== Work instructions ==
Each line of the data must reappear exactly in your answer, with no images included.

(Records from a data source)
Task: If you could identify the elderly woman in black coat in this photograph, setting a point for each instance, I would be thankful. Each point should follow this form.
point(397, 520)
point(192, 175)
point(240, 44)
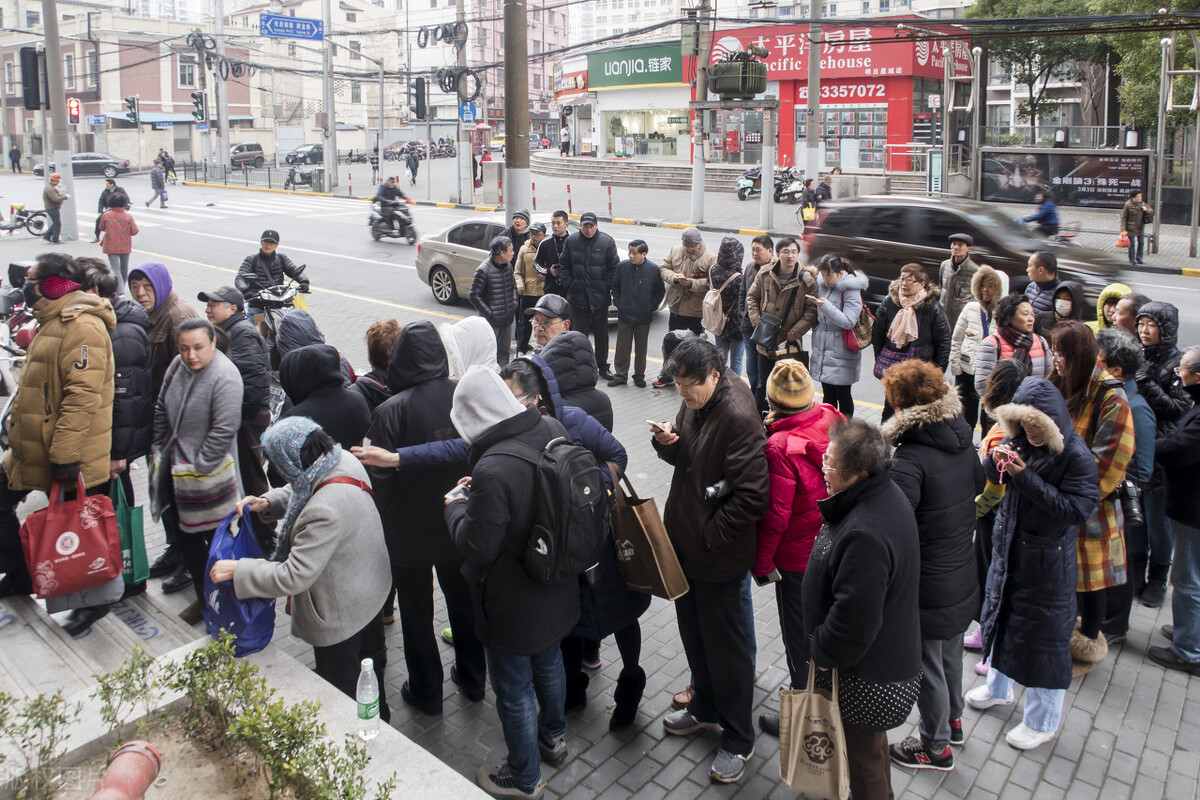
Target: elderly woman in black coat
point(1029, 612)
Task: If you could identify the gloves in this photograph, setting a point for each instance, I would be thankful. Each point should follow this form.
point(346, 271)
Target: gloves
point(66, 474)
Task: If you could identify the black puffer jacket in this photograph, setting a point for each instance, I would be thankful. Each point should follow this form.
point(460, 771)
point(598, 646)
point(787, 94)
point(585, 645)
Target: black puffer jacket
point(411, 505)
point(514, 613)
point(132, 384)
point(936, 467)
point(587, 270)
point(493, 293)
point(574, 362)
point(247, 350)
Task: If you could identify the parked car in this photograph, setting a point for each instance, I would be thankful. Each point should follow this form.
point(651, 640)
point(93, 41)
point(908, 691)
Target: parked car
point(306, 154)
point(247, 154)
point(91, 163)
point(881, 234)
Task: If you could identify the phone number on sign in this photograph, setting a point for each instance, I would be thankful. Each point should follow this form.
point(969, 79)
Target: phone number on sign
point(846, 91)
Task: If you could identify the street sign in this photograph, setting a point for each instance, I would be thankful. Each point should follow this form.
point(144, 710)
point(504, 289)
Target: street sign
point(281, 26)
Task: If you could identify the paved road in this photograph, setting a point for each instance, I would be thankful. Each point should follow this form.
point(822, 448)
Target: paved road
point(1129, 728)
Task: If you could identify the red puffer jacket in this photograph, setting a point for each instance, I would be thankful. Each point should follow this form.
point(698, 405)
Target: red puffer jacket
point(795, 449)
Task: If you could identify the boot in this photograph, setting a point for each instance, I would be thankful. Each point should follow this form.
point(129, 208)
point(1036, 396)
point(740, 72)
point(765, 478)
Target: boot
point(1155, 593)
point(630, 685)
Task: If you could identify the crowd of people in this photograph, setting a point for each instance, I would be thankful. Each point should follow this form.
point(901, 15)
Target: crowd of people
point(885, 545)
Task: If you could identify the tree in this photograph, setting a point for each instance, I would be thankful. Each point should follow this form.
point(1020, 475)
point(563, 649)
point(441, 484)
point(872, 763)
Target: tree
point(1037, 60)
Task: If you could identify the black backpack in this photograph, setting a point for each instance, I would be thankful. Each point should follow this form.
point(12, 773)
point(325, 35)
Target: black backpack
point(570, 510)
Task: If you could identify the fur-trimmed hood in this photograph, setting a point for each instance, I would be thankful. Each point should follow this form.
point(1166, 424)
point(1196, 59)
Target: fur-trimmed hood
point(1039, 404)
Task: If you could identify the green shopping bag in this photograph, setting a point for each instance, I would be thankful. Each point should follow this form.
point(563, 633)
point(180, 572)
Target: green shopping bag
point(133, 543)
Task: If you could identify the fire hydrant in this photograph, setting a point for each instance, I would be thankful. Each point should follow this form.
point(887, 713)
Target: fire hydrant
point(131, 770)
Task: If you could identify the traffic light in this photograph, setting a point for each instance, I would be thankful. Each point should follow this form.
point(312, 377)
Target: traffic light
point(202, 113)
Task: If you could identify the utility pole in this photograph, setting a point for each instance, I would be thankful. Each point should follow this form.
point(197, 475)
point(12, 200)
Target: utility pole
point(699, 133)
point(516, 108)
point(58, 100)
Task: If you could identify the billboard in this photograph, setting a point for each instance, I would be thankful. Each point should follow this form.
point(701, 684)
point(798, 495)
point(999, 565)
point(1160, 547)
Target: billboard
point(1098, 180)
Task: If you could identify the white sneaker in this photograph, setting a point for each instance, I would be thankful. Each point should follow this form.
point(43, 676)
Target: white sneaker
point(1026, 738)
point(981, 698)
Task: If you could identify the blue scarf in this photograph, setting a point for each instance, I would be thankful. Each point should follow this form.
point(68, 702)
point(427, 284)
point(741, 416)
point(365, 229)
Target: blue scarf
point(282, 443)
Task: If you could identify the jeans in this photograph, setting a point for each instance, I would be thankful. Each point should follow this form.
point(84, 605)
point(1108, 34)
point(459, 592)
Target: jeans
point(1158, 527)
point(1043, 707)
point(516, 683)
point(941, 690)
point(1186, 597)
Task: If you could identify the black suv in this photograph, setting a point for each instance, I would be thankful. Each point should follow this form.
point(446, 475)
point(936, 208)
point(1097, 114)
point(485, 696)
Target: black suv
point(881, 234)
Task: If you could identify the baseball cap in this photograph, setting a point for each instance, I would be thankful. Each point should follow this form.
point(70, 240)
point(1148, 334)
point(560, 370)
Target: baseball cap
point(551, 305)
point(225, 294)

== Answer for this exercise ==
Task: If you could identify the elderly woman in black coat in this photograph, setting a point for each instance, I would be thankful. Each point should follow this form.
point(397, 520)
point(192, 175)
point(240, 44)
Target: elderly woman in black coat
point(1029, 612)
Task: If you could identify the gloves in this photograph, setting a point for each instance, I would be thankful. Each point should follow this form.
point(346, 271)
Target: gloves
point(66, 474)
Task: If you could identify the black puffer jacket in this photograph, setting a point for each instance, I would be thankful. Each point should follow this form.
point(460, 771)
point(598, 646)
point(787, 94)
point(585, 645)
Target: black puffer jacket
point(411, 505)
point(514, 613)
point(132, 384)
point(936, 467)
point(587, 270)
point(493, 293)
point(574, 362)
point(247, 350)
Task: If you could identify the parked car in this photograph, setting a point for each instance, I would be thankful. Each point should follow this form.
point(651, 640)
point(93, 41)
point(908, 691)
Target: parked car
point(306, 154)
point(247, 154)
point(91, 163)
point(881, 234)
Task: If you could identify the phone number on sign in this photograph, setting a point for each instance, I would be thankful. Each point should follow this form.
point(969, 79)
Target: phone number on sign
point(846, 91)
Task: If you could identify the street sign in this photograph, setting a point for each instance, I would be thankful. Each point should follow this form.
point(144, 710)
point(504, 289)
Target: street sign
point(281, 26)
Task: If you could identify the paved road in this photograph, setting a point for each instance, I would be thankful. Each point should follow this form.
point(822, 448)
Target: paved road
point(1129, 728)
Task: If you could identify the red puffer jacket in this photograph, setting a point for each instance, I would be thankful. Each point should follow this form.
point(698, 405)
Target: red puffer jacket
point(795, 449)
Task: If you could identify the boot in this photograph, setting a point for each instance, I would be thankful. Each point should follow this form.
point(129, 208)
point(1036, 396)
point(740, 72)
point(765, 478)
Target: boot
point(1155, 593)
point(630, 685)
Task: If you could identify the crowd of people in this photograph, setting a point for each instance, I would be thankful. Each point should follow this form.
point(901, 15)
Target: crowd of people
point(885, 545)
Task: If you could identify the tree in this photograph, setting a point for each instance, I would be thankful. Each point should follow this form.
point(1020, 475)
point(563, 649)
point(441, 484)
point(872, 763)
Target: tree
point(1037, 60)
Task: If you could identify the black backpack in this photograph, setting a point for each instance, I would be thankful. Each point should follow this form.
point(12, 773)
point(325, 35)
Target: black backpack
point(570, 510)
Task: If you could identify the fur-trimmed hood in this photograph, setting a point for each instance, I would be thankful. Each point should follow this form.
point(1166, 424)
point(1196, 59)
Target: fur-trimmed hood
point(1039, 404)
Task: If you could identify the green shopping bag in this photograph, setting a point for each instance, I would be thankful. Each point should follow this form.
point(563, 633)
point(180, 572)
Target: green shopping bag
point(133, 543)
Task: If you could identify the fire hydrant in this photograph, setting a point for each instance, I would be thankful. Each point should follow this form.
point(887, 713)
Target: fire hydrant
point(131, 770)
Task: If you could identify the traffic light in this photograph, setting a point for each instance, I would be thankful. Each point should follow this form.
point(312, 377)
Target: traffic light
point(202, 113)
Task: If you could identify the utility pole in this photograph, setting a point for each instance, I would be thankful. Each point should follow this form.
point(197, 475)
point(12, 200)
Target: utility pole
point(699, 133)
point(516, 108)
point(58, 100)
Task: If you could identify the billboard in this photograph, setting a point for each instance, I would be thankful. Each point should follow this form.
point(701, 684)
point(798, 495)
point(999, 565)
point(1160, 547)
Target: billboard
point(1098, 180)
Task: If you could identify the white sneaker in this photograph, setting a point for each instance, I would be thankful. Each point should follow this form.
point(43, 676)
Target: white sneaker
point(1026, 738)
point(981, 698)
Task: If you could identify the blue scarf in this photograph, setting a point for each instance, I would be thankful. Each point should follow this form.
point(68, 702)
point(427, 284)
point(741, 416)
point(365, 229)
Target: blue scarf
point(282, 443)
Task: If you could identify the jeans in this photograph, setting a point for each instance, I would be thankful. Each point should follow this form.
point(84, 605)
point(1108, 34)
point(459, 592)
Target: jeans
point(1158, 527)
point(1043, 707)
point(516, 683)
point(941, 690)
point(1186, 597)
Task: If you could identify the black suv in this photograph, setting a point for each instance, I would be thankful. Each point should follow this form.
point(446, 475)
point(936, 208)
point(1097, 114)
point(485, 696)
Target: black suv
point(881, 234)
Task: If you could identify the baseball cap in this photograph, setting a point for each instance, I would be thankful. Each point should follow this form.
point(70, 240)
point(1148, 334)
point(560, 370)
Target: baseball cap
point(551, 305)
point(225, 294)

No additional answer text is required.